What you should do – Please put every line of the items, from the very first one down to the line containing "positive clicks: (233, 87) (377, 65)", into a JSON list of strings with one string per line, leaving out any blank lines. Include both ends.

[Items from a data source]

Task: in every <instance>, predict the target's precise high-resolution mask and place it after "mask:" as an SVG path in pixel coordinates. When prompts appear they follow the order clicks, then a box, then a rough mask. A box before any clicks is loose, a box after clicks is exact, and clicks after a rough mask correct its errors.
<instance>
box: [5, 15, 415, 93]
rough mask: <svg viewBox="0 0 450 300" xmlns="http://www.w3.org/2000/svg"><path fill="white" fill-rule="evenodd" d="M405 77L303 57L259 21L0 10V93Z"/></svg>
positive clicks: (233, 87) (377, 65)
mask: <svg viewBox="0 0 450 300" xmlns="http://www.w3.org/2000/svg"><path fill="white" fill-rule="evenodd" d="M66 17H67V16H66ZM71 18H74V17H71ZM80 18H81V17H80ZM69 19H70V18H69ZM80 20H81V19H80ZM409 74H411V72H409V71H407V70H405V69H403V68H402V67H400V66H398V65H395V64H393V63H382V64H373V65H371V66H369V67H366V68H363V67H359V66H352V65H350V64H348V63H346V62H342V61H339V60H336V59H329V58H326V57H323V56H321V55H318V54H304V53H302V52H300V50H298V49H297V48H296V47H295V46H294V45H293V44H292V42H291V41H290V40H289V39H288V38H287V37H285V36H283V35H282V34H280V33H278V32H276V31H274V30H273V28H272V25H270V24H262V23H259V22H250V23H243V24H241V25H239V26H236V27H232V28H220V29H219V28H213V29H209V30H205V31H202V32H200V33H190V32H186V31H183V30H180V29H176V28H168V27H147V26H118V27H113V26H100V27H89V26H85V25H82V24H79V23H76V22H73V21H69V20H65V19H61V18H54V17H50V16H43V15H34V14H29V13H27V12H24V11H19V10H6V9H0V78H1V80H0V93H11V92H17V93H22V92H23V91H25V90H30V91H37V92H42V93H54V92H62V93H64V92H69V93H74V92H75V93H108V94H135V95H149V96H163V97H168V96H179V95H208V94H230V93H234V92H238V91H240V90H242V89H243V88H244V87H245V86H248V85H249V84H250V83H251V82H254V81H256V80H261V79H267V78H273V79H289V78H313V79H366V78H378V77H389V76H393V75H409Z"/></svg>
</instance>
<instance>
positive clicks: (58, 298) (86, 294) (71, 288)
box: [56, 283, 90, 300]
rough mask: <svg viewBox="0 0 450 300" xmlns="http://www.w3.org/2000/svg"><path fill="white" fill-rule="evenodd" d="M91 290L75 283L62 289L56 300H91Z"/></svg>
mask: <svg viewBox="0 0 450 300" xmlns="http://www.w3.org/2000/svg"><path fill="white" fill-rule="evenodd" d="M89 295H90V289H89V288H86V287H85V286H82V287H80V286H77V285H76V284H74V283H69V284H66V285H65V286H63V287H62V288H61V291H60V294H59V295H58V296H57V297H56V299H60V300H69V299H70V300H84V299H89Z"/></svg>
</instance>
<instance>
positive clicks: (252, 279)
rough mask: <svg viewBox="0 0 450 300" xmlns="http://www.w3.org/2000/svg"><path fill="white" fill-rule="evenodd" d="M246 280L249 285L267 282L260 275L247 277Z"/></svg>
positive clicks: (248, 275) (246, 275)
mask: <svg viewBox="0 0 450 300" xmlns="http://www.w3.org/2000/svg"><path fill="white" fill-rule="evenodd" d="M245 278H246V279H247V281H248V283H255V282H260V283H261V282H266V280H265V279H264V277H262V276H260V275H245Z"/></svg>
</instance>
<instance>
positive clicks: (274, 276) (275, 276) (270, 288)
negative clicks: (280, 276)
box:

Reply to the task –
[
  "Task: in every <instance>, predict the target's precise high-resolution mask and place it after \"mask:\" as an SVG path in pixel coordinates. When prompts appear they follow the order clicks, then a box, then a rough mask. A box before any clicks is loose, a box after clicks is exact, and clicks after a rough mask correct its errors.",
  "<instance>",
  "box: [5, 15, 415, 93]",
  "rough mask: <svg viewBox=\"0 0 450 300\" xmlns=\"http://www.w3.org/2000/svg\"><path fill=\"white\" fill-rule=\"evenodd\" d=\"M405 77L303 57L259 21L0 10V93Z\"/></svg>",
  "positive clicks: (233, 87) (377, 65)"
]